**Task brief**
Nothing but the lines from the one that contains "Mark the arched" through the end of the listing should appear, set down exactly.

**Records**

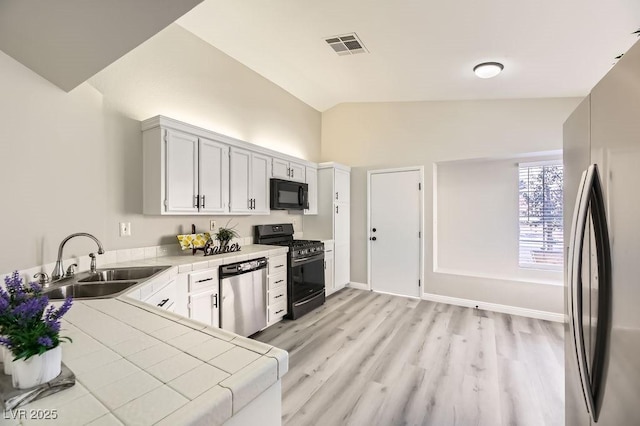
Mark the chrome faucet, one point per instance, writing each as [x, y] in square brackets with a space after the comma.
[58, 271]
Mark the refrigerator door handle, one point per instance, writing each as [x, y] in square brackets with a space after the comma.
[603, 259]
[580, 216]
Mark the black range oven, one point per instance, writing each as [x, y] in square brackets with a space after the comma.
[305, 264]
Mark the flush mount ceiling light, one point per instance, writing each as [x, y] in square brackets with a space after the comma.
[488, 69]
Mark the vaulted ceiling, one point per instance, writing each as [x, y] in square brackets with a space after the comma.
[68, 41]
[421, 49]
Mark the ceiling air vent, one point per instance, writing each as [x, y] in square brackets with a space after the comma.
[346, 44]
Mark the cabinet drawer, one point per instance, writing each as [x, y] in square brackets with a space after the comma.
[277, 264]
[278, 295]
[278, 280]
[203, 280]
[164, 298]
[277, 311]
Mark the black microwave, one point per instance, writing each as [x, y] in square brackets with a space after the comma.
[288, 195]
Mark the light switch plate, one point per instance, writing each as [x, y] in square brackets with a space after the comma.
[125, 229]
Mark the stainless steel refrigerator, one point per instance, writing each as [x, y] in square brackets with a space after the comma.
[602, 239]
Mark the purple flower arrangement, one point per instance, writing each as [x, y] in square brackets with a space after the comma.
[28, 324]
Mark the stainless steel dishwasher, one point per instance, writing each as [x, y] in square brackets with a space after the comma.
[243, 289]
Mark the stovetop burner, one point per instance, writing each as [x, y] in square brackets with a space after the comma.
[282, 235]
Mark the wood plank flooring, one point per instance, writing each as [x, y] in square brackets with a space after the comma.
[373, 359]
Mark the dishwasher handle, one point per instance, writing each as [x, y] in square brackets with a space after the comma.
[242, 267]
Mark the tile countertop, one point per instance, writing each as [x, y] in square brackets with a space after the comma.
[136, 364]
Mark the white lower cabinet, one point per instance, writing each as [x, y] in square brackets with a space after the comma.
[342, 267]
[277, 289]
[203, 297]
[329, 283]
[203, 307]
[161, 294]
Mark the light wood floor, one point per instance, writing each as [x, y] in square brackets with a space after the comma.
[365, 358]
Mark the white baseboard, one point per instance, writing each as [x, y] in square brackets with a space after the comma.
[505, 309]
[359, 286]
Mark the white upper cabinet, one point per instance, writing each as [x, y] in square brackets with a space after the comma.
[288, 170]
[214, 176]
[182, 172]
[311, 178]
[249, 182]
[260, 183]
[240, 165]
[188, 170]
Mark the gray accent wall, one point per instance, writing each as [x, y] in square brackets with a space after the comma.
[72, 162]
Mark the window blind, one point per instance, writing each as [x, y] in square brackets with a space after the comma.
[540, 215]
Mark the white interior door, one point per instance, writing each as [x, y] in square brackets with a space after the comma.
[394, 232]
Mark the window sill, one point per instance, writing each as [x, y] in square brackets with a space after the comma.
[558, 283]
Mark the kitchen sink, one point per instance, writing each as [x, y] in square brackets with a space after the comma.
[122, 274]
[104, 283]
[89, 291]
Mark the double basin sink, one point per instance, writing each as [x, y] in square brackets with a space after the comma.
[103, 283]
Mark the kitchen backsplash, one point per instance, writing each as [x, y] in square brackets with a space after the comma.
[118, 256]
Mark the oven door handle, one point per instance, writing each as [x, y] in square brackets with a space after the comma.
[297, 262]
[311, 299]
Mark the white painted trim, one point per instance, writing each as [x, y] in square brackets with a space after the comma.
[420, 170]
[396, 294]
[359, 286]
[495, 307]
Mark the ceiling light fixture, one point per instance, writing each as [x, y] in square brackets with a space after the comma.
[488, 69]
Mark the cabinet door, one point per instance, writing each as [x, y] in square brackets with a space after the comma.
[260, 183]
[311, 176]
[341, 223]
[181, 172]
[329, 285]
[203, 307]
[240, 167]
[280, 168]
[342, 186]
[213, 176]
[297, 172]
[342, 265]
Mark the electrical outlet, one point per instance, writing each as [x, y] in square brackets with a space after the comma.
[125, 229]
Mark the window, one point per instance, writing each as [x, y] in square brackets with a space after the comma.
[540, 216]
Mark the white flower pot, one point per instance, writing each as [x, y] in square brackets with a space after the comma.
[38, 369]
[7, 360]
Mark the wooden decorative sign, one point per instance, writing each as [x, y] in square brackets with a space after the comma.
[210, 249]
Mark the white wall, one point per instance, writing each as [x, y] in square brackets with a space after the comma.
[73, 161]
[477, 221]
[372, 136]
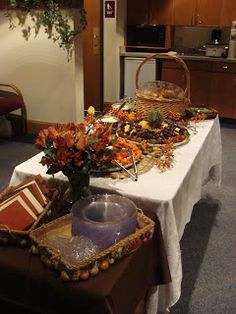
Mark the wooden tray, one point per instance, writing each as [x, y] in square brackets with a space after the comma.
[86, 268]
[8, 236]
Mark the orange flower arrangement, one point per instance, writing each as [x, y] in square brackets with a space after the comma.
[83, 147]
[76, 148]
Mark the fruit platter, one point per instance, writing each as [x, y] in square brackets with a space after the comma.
[208, 113]
[122, 154]
[154, 130]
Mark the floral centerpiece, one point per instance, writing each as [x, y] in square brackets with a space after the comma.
[77, 149]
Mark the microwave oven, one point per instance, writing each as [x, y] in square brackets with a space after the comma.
[145, 35]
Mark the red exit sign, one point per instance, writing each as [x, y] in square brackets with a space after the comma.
[110, 8]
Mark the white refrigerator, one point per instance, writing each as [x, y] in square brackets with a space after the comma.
[147, 73]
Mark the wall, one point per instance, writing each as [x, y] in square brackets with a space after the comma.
[51, 85]
[196, 37]
[113, 38]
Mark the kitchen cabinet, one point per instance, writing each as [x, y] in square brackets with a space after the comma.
[197, 12]
[228, 12]
[200, 76]
[223, 89]
[161, 12]
[184, 12]
[149, 12]
[212, 84]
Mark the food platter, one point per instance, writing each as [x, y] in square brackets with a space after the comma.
[114, 168]
[124, 157]
[133, 133]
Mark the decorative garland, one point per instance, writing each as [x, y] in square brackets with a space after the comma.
[47, 13]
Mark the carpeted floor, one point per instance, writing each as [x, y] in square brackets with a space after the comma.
[208, 244]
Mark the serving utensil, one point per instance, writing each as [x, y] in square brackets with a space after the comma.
[133, 176]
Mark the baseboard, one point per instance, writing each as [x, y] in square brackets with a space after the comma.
[33, 126]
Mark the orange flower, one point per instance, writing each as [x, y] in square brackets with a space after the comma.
[52, 132]
[42, 138]
[82, 142]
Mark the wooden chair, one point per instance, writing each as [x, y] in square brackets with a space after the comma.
[11, 99]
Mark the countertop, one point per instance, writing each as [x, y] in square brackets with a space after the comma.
[184, 57]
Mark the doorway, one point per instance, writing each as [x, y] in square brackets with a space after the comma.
[93, 55]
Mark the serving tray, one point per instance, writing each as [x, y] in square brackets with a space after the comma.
[91, 266]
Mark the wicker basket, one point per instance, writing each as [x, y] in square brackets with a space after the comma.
[152, 102]
[18, 237]
[85, 268]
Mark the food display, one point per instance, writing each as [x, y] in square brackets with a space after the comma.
[162, 90]
[126, 104]
[207, 113]
[120, 154]
[155, 130]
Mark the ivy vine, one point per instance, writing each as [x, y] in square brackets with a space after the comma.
[51, 16]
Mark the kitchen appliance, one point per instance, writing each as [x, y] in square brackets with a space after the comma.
[216, 35]
[146, 35]
[232, 42]
[215, 49]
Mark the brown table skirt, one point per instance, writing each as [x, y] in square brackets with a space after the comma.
[25, 281]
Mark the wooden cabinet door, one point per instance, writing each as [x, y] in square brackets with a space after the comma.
[208, 12]
[184, 12]
[199, 88]
[161, 12]
[173, 73]
[228, 12]
[138, 11]
[222, 94]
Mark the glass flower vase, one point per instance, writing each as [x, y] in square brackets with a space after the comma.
[78, 187]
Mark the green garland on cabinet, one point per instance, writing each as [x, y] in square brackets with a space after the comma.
[49, 14]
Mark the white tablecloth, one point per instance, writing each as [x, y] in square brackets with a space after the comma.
[171, 195]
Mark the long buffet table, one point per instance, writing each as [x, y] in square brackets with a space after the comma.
[29, 285]
[171, 195]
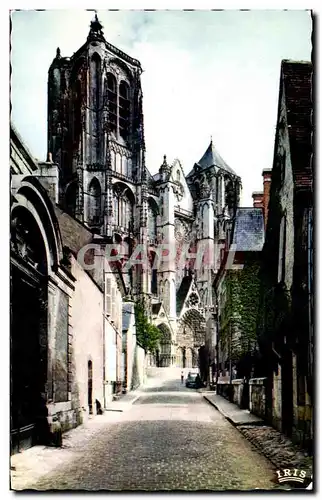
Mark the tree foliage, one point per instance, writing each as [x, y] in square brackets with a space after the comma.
[147, 334]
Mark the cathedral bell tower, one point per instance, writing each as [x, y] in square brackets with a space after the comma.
[215, 188]
[167, 269]
[95, 133]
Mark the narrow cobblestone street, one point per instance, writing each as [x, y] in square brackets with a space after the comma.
[170, 439]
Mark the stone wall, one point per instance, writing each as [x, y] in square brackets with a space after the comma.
[277, 400]
[87, 323]
[257, 397]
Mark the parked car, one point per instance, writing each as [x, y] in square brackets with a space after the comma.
[193, 380]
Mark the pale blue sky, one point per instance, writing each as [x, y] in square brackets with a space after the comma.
[205, 73]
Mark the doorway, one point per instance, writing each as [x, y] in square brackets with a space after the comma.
[90, 387]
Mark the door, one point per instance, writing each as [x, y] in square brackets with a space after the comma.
[90, 387]
[25, 359]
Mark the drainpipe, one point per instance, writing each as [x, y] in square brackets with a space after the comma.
[104, 332]
[230, 374]
[217, 342]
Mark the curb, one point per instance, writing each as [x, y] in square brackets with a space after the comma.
[230, 420]
[252, 441]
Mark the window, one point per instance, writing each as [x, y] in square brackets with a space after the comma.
[111, 96]
[124, 109]
[95, 112]
[282, 166]
[70, 199]
[94, 206]
[282, 246]
[108, 297]
[122, 211]
[152, 224]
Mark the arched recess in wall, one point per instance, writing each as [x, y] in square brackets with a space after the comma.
[153, 261]
[124, 109]
[189, 357]
[123, 203]
[194, 321]
[166, 295]
[153, 212]
[118, 161]
[165, 346]
[36, 251]
[161, 289]
[110, 92]
[95, 105]
[71, 198]
[180, 357]
[95, 201]
[77, 115]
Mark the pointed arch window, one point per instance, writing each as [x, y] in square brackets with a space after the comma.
[152, 223]
[94, 205]
[123, 210]
[95, 105]
[124, 109]
[111, 95]
[70, 199]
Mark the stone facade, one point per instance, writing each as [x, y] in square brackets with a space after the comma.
[285, 329]
[59, 323]
[96, 135]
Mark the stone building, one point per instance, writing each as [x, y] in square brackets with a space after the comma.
[96, 135]
[285, 319]
[61, 339]
[236, 287]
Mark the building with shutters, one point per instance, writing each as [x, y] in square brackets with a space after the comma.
[285, 325]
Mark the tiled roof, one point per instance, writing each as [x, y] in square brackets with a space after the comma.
[297, 81]
[212, 158]
[249, 231]
[182, 292]
[156, 308]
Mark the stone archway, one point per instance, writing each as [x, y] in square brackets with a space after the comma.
[28, 330]
[165, 346]
[188, 357]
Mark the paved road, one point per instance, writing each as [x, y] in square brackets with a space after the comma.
[170, 439]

**Output below**
Mark the arched recess in wall, one point per instance, writing each as [x, y] in square brackets with a space after the comma.
[153, 261]
[124, 109]
[189, 357]
[123, 203]
[194, 321]
[166, 295]
[153, 212]
[118, 161]
[165, 346]
[36, 251]
[161, 289]
[110, 92]
[95, 105]
[71, 198]
[180, 357]
[95, 201]
[77, 115]
Mark the pointed arch window, one point per instance, writing each as [x, y] in square brackets with a space after the comma.
[152, 223]
[94, 205]
[123, 210]
[95, 105]
[124, 109]
[111, 95]
[70, 199]
Mark the stone facade, one point per instance, writing each as [x, y] in square brackets with a space after the comma.
[285, 329]
[59, 323]
[96, 135]
Mark the stone building, one point per instance, writing each as [x, y] in square brackets with a space after the comma.
[96, 135]
[285, 319]
[61, 339]
[236, 287]
Mark the building with shutters, one point per instance, writing each as [x, y] in square brackets with a space after the comma.
[285, 325]
Mark the tiled roof, one point per instance, writing each as [x, y] in square brackets with a space after the comma.
[297, 81]
[212, 158]
[249, 231]
[182, 292]
[156, 308]
Mark the stone archway, one point per instance, writing each as [x, y] in square brackets with a space after the comma.
[28, 330]
[165, 346]
[188, 357]
Mark the paved road, one point per instance, writing each as [x, y] in square brackets with a space after the comma.
[170, 439]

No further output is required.